§ EXERCISE OBJECTIVE:
Keep every line in which "horizon" occurs and drop the rest of the data.

(Natural language region descriptions)
-----
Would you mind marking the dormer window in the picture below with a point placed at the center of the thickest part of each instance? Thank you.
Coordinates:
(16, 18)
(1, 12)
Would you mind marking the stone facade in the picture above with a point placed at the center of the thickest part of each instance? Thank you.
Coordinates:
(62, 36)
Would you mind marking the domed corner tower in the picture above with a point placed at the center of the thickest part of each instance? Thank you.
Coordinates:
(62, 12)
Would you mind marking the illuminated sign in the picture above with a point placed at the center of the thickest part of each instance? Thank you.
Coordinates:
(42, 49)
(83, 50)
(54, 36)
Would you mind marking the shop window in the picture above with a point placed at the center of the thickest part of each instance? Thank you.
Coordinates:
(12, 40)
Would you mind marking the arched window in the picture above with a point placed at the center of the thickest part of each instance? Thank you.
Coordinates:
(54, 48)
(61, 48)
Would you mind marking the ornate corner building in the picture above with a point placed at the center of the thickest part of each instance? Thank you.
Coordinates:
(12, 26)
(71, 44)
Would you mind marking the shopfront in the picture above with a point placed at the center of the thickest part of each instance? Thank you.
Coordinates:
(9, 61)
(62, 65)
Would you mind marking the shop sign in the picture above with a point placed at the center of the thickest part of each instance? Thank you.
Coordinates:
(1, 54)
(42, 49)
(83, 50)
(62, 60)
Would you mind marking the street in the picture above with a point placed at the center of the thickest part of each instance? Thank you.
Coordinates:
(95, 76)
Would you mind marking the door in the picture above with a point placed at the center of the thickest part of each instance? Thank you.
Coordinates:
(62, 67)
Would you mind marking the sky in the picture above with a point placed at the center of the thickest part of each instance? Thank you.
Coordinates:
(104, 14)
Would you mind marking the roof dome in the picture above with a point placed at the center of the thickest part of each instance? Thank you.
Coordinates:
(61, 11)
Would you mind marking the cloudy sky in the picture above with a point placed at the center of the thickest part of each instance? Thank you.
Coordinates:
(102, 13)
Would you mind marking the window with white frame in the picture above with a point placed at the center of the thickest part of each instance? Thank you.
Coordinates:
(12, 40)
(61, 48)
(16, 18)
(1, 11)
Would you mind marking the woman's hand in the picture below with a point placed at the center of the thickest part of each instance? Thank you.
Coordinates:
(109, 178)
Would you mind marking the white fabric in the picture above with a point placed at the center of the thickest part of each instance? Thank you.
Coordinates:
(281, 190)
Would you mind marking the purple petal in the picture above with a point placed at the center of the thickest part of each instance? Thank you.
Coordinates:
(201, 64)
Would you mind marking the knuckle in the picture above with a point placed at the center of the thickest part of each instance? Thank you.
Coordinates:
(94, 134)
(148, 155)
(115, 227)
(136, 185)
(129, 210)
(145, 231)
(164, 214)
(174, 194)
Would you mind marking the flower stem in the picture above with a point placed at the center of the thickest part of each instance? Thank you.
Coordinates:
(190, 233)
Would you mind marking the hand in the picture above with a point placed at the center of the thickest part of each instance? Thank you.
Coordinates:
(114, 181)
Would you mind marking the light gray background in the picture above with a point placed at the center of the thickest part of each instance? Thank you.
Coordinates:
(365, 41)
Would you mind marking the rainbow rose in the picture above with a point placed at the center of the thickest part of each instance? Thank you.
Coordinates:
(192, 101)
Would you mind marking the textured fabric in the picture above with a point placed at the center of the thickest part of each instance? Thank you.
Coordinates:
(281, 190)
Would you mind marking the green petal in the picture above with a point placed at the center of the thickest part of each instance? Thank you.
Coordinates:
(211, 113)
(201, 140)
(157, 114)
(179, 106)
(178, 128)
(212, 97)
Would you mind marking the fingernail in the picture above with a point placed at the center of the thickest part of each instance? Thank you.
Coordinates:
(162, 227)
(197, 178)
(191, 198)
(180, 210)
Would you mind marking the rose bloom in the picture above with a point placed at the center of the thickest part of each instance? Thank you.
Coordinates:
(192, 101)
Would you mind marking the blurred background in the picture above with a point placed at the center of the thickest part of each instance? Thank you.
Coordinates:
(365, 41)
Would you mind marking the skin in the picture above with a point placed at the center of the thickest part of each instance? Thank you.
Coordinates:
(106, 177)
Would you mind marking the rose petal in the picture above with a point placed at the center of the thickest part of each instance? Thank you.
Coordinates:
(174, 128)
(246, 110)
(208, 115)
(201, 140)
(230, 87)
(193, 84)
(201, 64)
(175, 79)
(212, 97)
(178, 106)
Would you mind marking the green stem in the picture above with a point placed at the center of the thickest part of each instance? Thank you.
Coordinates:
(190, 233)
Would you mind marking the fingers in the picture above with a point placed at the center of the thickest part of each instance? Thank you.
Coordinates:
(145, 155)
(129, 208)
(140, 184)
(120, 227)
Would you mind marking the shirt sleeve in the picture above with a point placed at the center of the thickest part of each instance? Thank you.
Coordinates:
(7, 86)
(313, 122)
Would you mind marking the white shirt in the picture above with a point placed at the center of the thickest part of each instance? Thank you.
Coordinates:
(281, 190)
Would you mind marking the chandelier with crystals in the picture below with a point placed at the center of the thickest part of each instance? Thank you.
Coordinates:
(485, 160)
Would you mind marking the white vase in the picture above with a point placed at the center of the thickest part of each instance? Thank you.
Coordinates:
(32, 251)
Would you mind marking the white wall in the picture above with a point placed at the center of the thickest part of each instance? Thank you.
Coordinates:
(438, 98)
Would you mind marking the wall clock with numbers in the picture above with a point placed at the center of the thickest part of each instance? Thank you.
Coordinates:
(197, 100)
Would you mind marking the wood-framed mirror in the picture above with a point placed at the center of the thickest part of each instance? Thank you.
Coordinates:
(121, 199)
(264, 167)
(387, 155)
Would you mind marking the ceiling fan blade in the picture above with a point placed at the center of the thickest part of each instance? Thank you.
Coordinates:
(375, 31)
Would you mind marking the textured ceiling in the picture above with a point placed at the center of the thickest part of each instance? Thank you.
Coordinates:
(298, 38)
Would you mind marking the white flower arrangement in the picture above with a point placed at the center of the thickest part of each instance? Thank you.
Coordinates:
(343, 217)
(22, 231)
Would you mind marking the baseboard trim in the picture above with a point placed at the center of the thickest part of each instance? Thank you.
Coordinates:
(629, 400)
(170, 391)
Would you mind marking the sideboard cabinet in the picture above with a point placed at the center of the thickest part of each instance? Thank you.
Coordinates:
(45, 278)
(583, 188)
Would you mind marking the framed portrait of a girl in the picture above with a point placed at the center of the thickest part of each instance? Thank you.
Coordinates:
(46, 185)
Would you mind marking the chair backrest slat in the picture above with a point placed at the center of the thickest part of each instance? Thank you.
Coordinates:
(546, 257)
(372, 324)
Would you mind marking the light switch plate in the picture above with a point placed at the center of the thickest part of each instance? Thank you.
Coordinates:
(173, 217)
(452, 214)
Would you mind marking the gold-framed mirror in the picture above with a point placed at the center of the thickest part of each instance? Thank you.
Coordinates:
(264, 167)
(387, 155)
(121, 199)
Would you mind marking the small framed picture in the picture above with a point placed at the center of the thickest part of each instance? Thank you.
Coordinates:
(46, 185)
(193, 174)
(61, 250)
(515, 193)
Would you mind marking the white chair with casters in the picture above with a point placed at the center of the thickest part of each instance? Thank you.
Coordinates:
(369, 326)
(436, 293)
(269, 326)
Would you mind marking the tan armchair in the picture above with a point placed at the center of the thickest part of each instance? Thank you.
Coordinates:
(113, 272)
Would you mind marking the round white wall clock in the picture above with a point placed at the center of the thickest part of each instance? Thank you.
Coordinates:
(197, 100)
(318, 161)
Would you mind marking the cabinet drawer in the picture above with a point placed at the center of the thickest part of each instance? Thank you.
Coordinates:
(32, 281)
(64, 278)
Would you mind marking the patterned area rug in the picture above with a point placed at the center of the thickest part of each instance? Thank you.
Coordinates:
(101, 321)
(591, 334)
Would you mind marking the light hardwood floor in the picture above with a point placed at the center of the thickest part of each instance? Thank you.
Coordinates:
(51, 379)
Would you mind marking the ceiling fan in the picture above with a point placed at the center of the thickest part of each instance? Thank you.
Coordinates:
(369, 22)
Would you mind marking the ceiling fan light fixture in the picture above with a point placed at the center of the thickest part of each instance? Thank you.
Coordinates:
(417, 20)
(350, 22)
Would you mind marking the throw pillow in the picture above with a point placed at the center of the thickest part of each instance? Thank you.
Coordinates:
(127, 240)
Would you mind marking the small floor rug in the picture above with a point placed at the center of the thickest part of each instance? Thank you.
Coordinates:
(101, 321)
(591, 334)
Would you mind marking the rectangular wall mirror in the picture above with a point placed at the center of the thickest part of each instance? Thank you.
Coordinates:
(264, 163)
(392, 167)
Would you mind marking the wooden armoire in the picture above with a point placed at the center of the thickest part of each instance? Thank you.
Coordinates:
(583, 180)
-----
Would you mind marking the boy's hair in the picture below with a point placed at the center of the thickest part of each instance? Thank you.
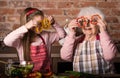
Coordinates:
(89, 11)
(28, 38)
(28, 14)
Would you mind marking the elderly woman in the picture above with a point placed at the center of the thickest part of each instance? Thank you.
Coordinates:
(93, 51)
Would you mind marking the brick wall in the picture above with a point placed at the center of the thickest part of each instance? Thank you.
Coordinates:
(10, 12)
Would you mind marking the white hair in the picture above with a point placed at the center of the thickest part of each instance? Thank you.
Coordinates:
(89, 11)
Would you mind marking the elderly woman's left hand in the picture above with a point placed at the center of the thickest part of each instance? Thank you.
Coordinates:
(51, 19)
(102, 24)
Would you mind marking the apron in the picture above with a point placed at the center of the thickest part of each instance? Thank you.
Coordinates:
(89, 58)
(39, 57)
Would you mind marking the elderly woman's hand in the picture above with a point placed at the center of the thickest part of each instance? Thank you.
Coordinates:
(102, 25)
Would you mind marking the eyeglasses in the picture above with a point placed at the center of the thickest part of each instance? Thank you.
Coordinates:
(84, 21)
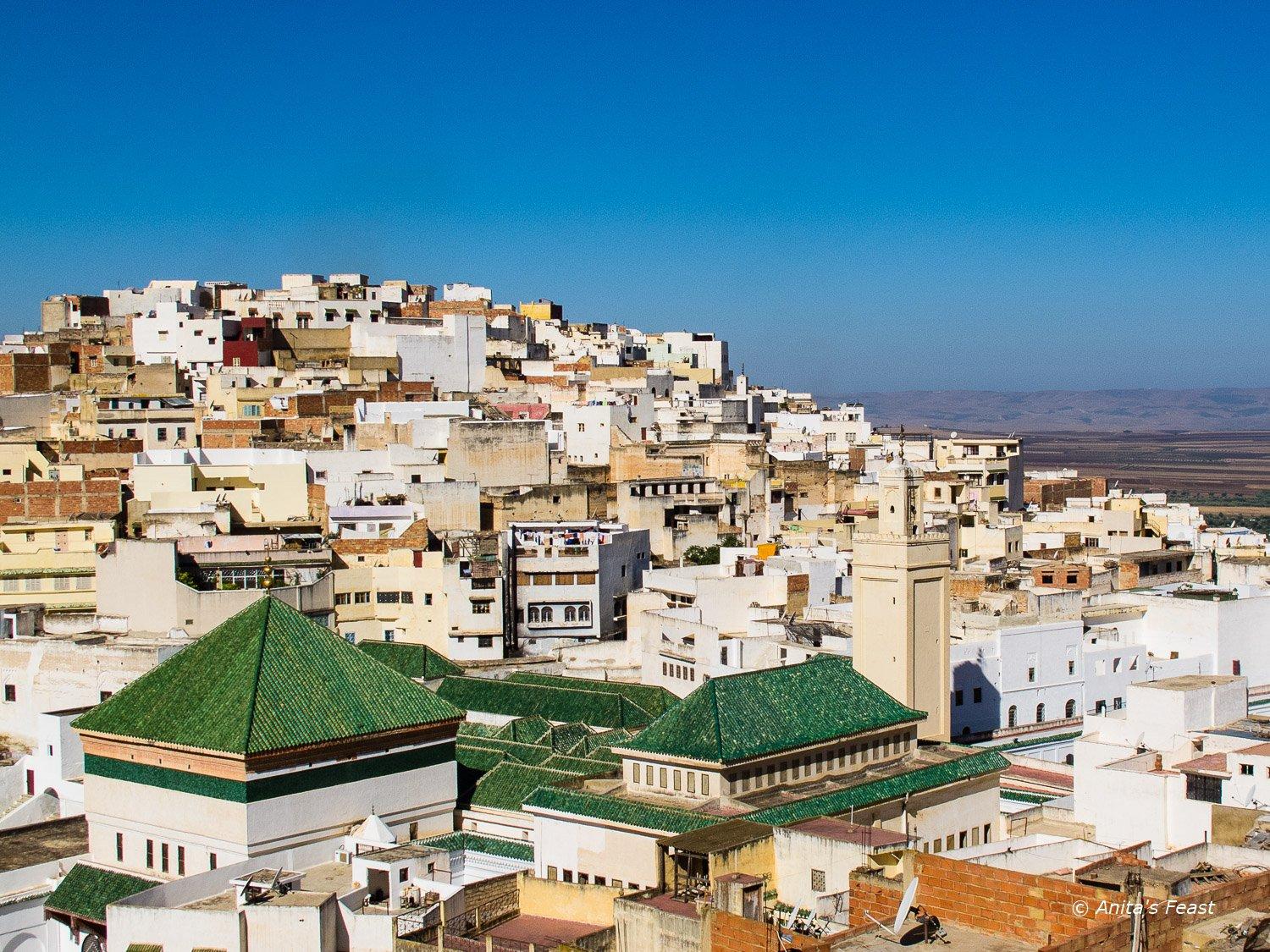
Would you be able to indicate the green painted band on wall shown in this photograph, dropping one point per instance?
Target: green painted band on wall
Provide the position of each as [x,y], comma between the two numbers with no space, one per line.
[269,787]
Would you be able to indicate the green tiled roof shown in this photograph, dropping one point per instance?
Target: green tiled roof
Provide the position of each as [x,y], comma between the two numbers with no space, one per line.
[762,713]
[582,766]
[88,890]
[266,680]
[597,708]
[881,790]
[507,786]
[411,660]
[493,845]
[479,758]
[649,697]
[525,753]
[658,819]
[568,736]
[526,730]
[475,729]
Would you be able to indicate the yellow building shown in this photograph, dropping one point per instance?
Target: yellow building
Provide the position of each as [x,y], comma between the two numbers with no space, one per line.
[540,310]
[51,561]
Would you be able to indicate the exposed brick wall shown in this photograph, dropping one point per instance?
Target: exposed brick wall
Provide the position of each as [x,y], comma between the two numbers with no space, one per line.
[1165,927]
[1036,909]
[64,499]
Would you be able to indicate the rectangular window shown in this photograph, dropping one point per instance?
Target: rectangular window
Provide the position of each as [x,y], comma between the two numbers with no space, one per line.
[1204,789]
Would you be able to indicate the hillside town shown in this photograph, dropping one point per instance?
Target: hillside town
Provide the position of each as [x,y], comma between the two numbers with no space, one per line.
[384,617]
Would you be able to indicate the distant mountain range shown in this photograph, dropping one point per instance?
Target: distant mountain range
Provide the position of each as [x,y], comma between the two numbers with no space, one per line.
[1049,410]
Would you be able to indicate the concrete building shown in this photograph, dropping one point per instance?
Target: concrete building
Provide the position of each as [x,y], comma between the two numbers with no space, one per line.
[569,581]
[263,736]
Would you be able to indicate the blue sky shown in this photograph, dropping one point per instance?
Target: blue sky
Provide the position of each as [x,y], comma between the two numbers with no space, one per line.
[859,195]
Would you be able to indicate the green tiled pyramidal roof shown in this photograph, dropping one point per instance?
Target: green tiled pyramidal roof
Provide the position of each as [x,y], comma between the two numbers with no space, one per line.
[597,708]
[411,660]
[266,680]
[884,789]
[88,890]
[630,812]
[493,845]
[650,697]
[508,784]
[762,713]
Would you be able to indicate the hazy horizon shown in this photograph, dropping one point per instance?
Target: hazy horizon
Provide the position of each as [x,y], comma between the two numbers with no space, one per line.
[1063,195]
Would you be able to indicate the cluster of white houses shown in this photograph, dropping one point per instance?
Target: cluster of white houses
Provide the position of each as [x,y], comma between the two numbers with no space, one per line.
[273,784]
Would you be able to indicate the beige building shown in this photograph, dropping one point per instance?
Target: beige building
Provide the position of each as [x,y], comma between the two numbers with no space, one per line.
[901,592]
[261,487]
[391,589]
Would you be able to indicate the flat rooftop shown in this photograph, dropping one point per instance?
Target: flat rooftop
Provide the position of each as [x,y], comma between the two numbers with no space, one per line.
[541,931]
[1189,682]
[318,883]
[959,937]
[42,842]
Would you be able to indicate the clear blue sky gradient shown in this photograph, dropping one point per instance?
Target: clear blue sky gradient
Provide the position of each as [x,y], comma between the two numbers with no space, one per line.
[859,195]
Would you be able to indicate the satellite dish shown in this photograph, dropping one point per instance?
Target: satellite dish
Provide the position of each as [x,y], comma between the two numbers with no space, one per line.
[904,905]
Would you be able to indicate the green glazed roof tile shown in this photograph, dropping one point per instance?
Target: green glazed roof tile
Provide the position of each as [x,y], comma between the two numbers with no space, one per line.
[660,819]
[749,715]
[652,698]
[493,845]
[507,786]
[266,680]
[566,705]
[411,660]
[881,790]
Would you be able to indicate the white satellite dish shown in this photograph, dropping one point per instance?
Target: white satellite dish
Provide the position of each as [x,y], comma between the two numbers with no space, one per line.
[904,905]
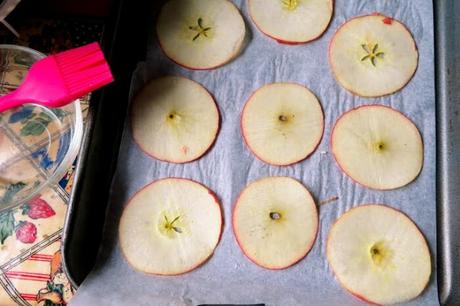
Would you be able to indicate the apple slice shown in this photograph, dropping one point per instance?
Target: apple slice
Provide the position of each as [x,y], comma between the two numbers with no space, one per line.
-----
§ ANSWER SECTION:
Would you be able to indicate the hazy horizon shown in this photograph, dropping one point per instance?
Target: hazy horizon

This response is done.